> WHAT NEEDS TO BE DONE:
From the line containing "Query: green conical roof" down to the last line of the records below, restate each line word for word and leave out the rest.

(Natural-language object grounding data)
=-=-=

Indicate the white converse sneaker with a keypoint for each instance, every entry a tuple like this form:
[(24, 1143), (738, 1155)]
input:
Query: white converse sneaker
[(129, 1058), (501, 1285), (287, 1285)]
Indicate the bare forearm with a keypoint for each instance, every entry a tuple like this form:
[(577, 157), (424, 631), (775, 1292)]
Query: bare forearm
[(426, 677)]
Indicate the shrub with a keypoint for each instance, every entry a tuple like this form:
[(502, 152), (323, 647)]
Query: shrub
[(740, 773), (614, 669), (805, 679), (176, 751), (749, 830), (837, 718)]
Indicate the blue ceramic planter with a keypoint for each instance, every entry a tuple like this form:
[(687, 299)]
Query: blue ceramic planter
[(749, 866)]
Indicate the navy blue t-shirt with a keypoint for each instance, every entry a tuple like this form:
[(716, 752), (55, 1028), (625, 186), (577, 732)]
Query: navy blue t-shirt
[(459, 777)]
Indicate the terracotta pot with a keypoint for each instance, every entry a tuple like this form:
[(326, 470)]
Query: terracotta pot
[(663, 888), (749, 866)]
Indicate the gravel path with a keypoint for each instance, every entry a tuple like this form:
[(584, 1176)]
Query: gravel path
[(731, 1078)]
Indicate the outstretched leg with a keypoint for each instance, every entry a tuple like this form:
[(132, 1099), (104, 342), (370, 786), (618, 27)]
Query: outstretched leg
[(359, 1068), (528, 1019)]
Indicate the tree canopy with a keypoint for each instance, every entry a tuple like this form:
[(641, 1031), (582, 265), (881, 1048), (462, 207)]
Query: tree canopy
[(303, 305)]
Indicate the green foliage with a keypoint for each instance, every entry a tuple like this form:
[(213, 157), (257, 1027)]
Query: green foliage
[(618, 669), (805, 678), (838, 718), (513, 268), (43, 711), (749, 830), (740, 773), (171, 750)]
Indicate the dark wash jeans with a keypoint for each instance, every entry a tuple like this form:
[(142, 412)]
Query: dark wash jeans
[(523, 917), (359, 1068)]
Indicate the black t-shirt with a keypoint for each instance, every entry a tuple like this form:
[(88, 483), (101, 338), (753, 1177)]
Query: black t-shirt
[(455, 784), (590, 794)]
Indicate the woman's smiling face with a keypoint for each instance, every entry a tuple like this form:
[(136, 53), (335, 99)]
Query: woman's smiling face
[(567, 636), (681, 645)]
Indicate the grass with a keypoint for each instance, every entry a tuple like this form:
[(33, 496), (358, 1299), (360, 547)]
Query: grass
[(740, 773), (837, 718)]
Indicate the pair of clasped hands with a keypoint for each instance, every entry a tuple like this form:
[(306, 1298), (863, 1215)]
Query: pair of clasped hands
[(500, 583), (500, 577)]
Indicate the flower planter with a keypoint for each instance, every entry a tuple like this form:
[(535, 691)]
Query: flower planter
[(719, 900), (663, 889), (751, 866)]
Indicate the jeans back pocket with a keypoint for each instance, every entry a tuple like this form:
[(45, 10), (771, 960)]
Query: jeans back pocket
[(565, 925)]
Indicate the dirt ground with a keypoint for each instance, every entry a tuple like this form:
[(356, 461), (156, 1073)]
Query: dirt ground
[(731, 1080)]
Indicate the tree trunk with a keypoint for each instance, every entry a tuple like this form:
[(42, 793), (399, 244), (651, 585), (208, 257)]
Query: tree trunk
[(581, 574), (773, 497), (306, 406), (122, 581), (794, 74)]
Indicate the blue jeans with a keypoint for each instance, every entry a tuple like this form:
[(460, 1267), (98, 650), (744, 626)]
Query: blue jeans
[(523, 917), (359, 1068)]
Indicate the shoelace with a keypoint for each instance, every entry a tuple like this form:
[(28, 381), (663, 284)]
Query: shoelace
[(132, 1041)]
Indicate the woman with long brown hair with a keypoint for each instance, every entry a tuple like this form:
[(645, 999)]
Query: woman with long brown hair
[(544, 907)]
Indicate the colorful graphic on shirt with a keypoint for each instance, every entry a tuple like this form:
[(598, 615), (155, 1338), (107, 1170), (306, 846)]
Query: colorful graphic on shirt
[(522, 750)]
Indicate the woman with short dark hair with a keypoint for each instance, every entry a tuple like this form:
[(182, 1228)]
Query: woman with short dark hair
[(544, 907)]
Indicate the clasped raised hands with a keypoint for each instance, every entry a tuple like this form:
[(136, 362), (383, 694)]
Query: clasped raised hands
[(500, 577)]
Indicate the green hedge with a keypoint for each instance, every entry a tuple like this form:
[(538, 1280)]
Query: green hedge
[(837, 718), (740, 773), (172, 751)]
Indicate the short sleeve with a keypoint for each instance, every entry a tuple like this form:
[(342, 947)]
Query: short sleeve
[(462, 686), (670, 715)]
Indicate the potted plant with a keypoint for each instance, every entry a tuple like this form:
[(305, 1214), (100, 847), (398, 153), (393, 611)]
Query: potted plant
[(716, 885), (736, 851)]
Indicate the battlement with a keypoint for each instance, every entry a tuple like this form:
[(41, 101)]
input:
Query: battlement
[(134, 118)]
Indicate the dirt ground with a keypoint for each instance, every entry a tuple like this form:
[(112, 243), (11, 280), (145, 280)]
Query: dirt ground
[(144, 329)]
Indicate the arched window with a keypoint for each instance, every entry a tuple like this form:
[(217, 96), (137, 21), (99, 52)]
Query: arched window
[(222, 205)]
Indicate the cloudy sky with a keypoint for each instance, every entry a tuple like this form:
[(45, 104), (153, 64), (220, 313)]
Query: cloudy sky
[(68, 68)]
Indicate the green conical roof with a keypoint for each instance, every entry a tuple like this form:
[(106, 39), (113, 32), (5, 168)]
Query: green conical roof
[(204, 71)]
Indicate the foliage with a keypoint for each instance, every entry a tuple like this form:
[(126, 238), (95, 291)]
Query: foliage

=-=-=

> SOLUTION TO THIS TASK:
Query: green conical roof
[(204, 71)]
Indicate the foliage with a keypoint for each instance, every entry a tuple like this form:
[(126, 238), (95, 291)]
Query: foliage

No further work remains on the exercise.